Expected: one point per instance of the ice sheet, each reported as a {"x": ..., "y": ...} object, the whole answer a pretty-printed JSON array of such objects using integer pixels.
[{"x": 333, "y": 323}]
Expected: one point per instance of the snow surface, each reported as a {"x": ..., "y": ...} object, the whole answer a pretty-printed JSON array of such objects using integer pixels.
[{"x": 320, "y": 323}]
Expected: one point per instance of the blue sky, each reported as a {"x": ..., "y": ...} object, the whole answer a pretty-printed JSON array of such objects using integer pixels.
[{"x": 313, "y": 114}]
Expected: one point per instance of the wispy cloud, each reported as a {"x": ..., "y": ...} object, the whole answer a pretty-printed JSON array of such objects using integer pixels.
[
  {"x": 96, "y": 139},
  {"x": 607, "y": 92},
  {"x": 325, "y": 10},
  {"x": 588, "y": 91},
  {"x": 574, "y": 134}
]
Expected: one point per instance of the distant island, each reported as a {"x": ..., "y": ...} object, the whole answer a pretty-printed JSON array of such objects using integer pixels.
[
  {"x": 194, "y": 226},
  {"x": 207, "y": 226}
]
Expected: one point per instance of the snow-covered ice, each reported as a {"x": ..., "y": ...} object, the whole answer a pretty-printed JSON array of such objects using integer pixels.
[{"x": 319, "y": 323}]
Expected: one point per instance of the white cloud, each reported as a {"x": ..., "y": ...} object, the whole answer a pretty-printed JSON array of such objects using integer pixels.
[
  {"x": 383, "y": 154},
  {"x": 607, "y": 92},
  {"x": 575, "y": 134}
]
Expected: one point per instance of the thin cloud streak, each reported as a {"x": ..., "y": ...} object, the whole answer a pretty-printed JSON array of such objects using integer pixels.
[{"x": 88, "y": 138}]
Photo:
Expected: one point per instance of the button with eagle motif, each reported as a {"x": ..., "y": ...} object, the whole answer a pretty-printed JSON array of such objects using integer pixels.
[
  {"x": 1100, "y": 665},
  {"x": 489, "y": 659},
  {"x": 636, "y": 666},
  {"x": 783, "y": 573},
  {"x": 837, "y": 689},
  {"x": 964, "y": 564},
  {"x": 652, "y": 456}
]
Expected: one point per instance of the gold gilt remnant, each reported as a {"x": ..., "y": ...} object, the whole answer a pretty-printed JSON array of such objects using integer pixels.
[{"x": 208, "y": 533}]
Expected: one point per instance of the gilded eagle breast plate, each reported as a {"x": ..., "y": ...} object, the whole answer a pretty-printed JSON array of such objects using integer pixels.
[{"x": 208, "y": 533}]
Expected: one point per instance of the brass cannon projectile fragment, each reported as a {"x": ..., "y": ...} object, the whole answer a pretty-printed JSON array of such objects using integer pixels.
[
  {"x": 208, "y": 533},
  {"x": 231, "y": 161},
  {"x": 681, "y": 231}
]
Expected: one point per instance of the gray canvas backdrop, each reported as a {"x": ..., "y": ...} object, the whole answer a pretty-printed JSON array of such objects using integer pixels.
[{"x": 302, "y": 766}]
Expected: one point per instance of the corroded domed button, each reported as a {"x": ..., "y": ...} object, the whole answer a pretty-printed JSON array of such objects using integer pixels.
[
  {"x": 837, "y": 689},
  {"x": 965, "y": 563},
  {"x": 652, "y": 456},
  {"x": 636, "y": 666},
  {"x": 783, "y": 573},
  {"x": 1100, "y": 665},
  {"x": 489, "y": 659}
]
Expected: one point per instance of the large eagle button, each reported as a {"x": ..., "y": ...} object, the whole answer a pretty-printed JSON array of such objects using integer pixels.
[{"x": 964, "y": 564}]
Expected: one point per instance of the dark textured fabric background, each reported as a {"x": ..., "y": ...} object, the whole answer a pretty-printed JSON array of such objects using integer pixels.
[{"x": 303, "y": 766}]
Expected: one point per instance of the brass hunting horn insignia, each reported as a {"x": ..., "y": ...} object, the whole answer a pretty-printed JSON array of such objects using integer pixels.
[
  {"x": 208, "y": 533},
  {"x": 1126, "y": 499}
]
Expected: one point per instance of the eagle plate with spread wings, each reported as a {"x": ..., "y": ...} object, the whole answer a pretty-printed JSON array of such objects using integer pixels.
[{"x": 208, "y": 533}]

INSTRUCTIONS FOR THE TASK
What do the records say? Quote them all exactly.

FINAL ANSWER
Expected: one point per instance of the ice sheet, each reported as a {"x": ..., "y": ...} object, the whole answer a pretty-printed JSON array of such objects using integer pixels.
[{"x": 333, "y": 323}]
Expected: one point per instance of the snow surface, each reported as a {"x": ..., "y": ...} object, the whole answer a pretty-printed JSON array of such objects using integer pixels.
[{"x": 320, "y": 323}]
Expected: one point per instance of the blue sky, each reported as a {"x": ..., "y": ...} object, the whole answer a pretty-printed JSON array of such objects using integer pixels.
[{"x": 313, "y": 114}]
Expected: one point per instance of the wispy cloud, each reported as a {"x": ..., "y": ...} object, the whole answer a pretty-printed JSON array of such objects using integer pixels.
[
  {"x": 96, "y": 139},
  {"x": 607, "y": 92},
  {"x": 325, "y": 10},
  {"x": 588, "y": 91},
  {"x": 574, "y": 134}
]
Expected: one point per instance of the distant island, each reported as a {"x": ..., "y": ...} object, the whole answer a pretty-printed JSON array of such objects using integer pixels.
[
  {"x": 194, "y": 226},
  {"x": 207, "y": 226}
]
Expected: one point per instance of the snow-covered ice, each reported as a {"x": ..., "y": ...} object, the whole answer a pretty-printed JSON array of such objects using integer pixels.
[{"x": 319, "y": 323}]
Expected: one point per instance of the white cloud, each reported as a {"x": ..., "y": ...} object, the whole answer a pretty-printed JSON array of such objects using integer pixels.
[
  {"x": 383, "y": 154},
  {"x": 607, "y": 92},
  {"x": 575, "y": 134}
]
Expected: one point per instance of the thin cloud streak, each reported as a {"x": ..., "y": ...} object, the whole answer a pretty-printed JSON array of such objects using integer pixels.
[{"x": 88, "y": 138}]
Photo:
Expected: one point per instance of the button with eagle motif, each reported as a {"x": ..., "y": ...} object, the whole answer a pretty-printed JSON array of such objects using integer pixels.
[
  {"x": 1100, "y": 665},
  {"x": 489, "y": 659},
  {"x": 636, "y": 666},
  {"x": 783, "y": 573},
  {"x": 837, "y": 689},
  {"x": 964, "y": 564},
  {"x": 652, "y": 456}
]
Expected: one point per instance of the gold gilt remnant, each reported as a {"x": ..., "y": ...} object, the whole answer a pretty-printed JSON array of such objects using integer pixels.
[{"x": 208, "y": 533}]
Expected: one point per instance of the gilded eagle breast plate, each reported as a {"x": ..., "y": ...} object, the whole answer a pretty-printed JSON array of such objects using integer pixels.
[{"x": 208, "y": 533}]
Expected: one point per instance of the brass cannon projectile fragment, each reported as a {"x": ..., "y": ...} object, the whole answer a pretty-printed JSON array of such objects using integer pixels.
[
  {"x": 208, "y": 533},
  {"x": 231, "y": 161},
  {"x": 681, "y": 231}
]
Expected: one point per instance of the gray canvas backdrop, each reported as a {"x": ..., "y": ...} object, the whole answer a pretty-printed JSON array of such objects using integer pixels.
[{"x": 302, "y": 766}]
Expected: one point per instance of the corroded domed button, each reported as a {"x": ..., "y": ...} object, the whole answer a pretty-printed JSON array of such objects using integer pixels.
[
  {"x": 837, "y": 689},
  {"x": 965, "y": 563},
  {"x": 652, "y": 456},
  {"x": 636, "y": 666},
  {"x": 783, "y": 573},
  {"x": 1100, "y": 665},
  {"x": 489, "y": 659}
]
Expected: one point per instance of the large eagle button, each reported as a {"x": ..., "y": ...} object, the whole answer a pretty-printed JSON array of such objects using integer pixels.
[{"x": 964, "y": 564}]
Expected: one point per instance of the dark textured fabric background, each reported as a {"x": ..., "y": ...} object, the whole answer a pretty-printed JSON array of such objects using integer pixels.
[{"x": 303, "y": 766}]
Expected: one point per instance of the brass hunting horn insignia, each reported as a {"x": ..., "y": ...} object, the whole answer a pretty-printed JSON array of such objects using integer pixels.
[
  {"x": 208, "y": 533},
  {"x": 1126, "y": 499}
]
Expected: one point per instance of the eagle plate with spread wings, each reported as a {"x": ..., "y": ...} object, the whole answer a pretty-printed JSON array of such objects using integer pixels.
[{"x": 208, "y": 533}]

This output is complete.